For the records below, output every line from the one holding "Would you please tag the green" through the final line, unaltered, and no other lines.

········

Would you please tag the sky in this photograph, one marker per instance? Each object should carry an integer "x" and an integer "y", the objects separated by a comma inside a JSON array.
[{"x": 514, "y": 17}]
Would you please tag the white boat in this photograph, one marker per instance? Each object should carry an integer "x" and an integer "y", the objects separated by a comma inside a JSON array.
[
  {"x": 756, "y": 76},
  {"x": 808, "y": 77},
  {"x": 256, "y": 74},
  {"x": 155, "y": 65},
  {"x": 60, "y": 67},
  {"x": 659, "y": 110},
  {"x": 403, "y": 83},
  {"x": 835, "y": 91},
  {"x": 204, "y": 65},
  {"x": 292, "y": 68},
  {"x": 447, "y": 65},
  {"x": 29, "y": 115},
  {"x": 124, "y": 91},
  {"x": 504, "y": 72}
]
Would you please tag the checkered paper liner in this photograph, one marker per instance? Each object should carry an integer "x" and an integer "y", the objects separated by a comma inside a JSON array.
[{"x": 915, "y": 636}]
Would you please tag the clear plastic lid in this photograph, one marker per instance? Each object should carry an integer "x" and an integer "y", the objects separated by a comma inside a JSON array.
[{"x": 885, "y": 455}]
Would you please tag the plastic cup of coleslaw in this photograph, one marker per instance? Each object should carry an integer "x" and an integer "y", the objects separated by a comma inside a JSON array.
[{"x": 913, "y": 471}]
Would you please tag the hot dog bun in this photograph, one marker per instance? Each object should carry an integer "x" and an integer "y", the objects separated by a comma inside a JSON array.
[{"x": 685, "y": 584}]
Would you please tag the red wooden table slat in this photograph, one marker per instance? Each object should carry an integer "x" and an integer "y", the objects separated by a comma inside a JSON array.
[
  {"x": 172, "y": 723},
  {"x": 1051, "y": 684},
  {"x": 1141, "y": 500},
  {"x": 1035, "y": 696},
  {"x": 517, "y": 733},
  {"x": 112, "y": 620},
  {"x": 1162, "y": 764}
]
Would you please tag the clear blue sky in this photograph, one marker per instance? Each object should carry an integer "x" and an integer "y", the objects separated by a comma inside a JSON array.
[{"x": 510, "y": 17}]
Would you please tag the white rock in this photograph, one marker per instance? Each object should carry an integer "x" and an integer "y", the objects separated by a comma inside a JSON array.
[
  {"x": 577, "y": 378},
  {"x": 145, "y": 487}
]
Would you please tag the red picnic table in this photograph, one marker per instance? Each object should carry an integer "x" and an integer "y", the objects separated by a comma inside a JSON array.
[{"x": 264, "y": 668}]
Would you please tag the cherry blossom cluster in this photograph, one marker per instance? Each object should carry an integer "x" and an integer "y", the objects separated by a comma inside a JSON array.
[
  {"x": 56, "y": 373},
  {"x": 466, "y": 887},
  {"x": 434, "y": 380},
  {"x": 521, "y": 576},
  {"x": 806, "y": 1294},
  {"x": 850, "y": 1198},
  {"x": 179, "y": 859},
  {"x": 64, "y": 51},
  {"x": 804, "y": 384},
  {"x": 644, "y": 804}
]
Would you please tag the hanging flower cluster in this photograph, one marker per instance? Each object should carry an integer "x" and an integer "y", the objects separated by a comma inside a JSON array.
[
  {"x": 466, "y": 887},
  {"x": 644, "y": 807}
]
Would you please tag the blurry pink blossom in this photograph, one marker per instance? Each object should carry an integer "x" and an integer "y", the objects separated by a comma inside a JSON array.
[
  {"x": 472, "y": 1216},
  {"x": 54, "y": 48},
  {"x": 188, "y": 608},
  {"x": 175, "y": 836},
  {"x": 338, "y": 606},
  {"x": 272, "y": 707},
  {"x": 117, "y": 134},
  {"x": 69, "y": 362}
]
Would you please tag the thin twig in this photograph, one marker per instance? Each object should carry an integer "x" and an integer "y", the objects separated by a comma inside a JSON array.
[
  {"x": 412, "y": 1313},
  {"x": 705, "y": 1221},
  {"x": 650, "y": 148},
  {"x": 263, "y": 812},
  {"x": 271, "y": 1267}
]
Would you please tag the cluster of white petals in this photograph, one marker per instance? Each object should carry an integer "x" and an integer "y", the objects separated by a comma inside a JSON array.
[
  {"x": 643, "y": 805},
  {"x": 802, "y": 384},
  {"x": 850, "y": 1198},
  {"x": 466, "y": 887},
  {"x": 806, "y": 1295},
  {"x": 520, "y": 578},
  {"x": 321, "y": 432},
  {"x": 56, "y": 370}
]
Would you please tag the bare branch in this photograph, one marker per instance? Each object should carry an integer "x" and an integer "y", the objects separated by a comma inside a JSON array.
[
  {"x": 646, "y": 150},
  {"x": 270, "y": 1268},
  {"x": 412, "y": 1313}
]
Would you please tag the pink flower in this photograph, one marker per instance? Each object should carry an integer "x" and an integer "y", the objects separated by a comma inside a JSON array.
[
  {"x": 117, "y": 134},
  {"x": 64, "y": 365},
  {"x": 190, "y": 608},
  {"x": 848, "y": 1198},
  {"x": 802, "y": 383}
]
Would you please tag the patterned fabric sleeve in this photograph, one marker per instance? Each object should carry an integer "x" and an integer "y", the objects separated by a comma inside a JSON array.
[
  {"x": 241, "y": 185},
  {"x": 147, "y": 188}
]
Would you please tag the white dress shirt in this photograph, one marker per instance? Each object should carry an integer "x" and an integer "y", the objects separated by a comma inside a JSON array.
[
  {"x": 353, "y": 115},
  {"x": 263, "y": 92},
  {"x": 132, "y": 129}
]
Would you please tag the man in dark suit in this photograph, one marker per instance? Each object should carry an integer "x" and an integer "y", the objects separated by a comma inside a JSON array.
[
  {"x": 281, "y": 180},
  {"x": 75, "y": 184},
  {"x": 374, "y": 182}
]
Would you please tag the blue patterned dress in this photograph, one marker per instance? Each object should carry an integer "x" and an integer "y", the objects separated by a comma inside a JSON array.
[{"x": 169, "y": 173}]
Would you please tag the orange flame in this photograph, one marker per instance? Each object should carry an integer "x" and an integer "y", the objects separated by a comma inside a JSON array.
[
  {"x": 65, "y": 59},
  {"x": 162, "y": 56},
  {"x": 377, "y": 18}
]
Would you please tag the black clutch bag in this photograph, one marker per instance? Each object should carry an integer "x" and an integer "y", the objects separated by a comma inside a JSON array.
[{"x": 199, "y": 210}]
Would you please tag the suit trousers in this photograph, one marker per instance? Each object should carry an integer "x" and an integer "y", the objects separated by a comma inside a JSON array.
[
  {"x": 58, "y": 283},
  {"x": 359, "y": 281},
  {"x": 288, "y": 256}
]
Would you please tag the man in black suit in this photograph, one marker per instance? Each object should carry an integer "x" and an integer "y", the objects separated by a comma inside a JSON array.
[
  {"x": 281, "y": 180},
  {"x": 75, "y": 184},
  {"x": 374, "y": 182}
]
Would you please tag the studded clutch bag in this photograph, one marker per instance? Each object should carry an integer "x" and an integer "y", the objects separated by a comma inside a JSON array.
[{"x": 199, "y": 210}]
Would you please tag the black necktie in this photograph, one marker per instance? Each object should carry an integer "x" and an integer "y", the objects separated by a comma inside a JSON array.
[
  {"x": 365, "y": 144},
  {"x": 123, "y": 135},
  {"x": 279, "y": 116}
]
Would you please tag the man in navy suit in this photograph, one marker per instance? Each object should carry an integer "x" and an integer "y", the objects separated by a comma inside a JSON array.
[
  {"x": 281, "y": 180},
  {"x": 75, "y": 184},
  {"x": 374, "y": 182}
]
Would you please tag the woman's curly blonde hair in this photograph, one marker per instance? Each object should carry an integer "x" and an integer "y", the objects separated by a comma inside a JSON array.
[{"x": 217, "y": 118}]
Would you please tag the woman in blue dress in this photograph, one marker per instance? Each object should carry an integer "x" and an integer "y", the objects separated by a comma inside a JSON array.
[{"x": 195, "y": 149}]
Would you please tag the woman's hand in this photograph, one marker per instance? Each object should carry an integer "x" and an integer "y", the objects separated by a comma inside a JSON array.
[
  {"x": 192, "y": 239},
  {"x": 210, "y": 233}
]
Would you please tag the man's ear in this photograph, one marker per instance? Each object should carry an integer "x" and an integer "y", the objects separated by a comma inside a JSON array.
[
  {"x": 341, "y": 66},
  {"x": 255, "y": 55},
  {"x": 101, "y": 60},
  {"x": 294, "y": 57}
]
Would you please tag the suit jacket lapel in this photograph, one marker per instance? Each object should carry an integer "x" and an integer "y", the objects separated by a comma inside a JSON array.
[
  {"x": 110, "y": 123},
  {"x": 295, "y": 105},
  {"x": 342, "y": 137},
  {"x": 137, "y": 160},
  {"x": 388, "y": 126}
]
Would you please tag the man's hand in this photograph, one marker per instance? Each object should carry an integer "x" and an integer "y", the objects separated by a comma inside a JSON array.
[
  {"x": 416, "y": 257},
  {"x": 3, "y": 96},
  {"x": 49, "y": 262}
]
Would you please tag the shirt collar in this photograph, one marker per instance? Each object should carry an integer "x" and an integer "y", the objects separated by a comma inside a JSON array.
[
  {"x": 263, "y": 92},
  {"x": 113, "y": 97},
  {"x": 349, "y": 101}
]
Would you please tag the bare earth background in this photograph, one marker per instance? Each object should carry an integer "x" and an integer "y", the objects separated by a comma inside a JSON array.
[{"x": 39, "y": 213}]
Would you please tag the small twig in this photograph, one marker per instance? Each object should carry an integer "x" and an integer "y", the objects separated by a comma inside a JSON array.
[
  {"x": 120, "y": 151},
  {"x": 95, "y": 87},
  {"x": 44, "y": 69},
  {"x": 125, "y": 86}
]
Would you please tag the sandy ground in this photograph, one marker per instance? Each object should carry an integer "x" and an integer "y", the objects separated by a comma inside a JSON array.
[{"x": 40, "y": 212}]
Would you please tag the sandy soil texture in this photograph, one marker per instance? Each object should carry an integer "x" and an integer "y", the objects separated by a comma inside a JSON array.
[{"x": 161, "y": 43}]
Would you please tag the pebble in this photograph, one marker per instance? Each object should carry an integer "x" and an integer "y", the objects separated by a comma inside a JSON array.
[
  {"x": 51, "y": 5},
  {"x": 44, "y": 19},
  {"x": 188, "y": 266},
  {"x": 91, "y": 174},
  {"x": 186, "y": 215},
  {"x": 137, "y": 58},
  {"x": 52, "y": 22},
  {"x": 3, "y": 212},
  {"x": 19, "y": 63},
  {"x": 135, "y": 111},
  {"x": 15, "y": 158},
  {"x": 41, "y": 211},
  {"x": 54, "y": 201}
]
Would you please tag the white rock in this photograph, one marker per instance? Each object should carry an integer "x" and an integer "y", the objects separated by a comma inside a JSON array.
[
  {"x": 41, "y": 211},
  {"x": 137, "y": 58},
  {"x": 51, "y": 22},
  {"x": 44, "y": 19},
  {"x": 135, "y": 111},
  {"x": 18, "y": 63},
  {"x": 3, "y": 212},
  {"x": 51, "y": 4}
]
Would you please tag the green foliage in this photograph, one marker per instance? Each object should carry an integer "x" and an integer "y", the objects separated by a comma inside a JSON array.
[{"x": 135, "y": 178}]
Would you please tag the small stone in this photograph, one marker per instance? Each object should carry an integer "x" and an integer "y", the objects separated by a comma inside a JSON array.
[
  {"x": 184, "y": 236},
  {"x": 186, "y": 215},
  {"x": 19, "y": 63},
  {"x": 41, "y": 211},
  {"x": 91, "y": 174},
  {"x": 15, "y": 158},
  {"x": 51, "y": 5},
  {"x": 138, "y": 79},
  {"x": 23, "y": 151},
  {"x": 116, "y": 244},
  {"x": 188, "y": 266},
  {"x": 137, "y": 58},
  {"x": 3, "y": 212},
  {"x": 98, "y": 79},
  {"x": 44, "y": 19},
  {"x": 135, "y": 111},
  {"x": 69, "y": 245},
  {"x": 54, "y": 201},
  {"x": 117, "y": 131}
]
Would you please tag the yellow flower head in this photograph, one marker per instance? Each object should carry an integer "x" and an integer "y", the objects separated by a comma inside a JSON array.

········

Answer -
Would you please tag the green foliage in this photograph, one marker per instance? Each object should carry an integer "x" and an integer "y", the objects separated by a comma inside a JSON array.
[{"x": 135, "y": 178}]
Would you please tag the small stone in this photograph, one marker per instance? Each object should carry an integer "x" and an integer "y", the objects separated by a comma inside a JSON array.
[
  {"x": 184, "y": 236},
  {"x": 186, "y": 215},
  {"x": 19, "y": 63},
  {"x": 41, "y": 211},
  {"x": 91, "y": 174},
  {"x": 15, "y": 158},
  {"x": 51, "y": 5},
  {"x": 138, "y": 79},
  {"x": 23, "y": 151},
  {"x": 116, "y": 244},
  {"x": 188, "y": 266},
  {"x": 137, "y": 58},
  {"x": 3, "y": 212},
  {"x": 98, "y": 79},
  {"x": 44, "y": 19},
  {"x": 135, "y": 111},
  {"x": 69, "y": 245},
  {"x": 54, "y": 201},
  {"x": 117, "y": 131}
]
Would you please tag the yellow flower head in this photograph, one marker per instance? Each object should carry an integer "x" and an integer "y", the objects separated by a comma inside a JSON array.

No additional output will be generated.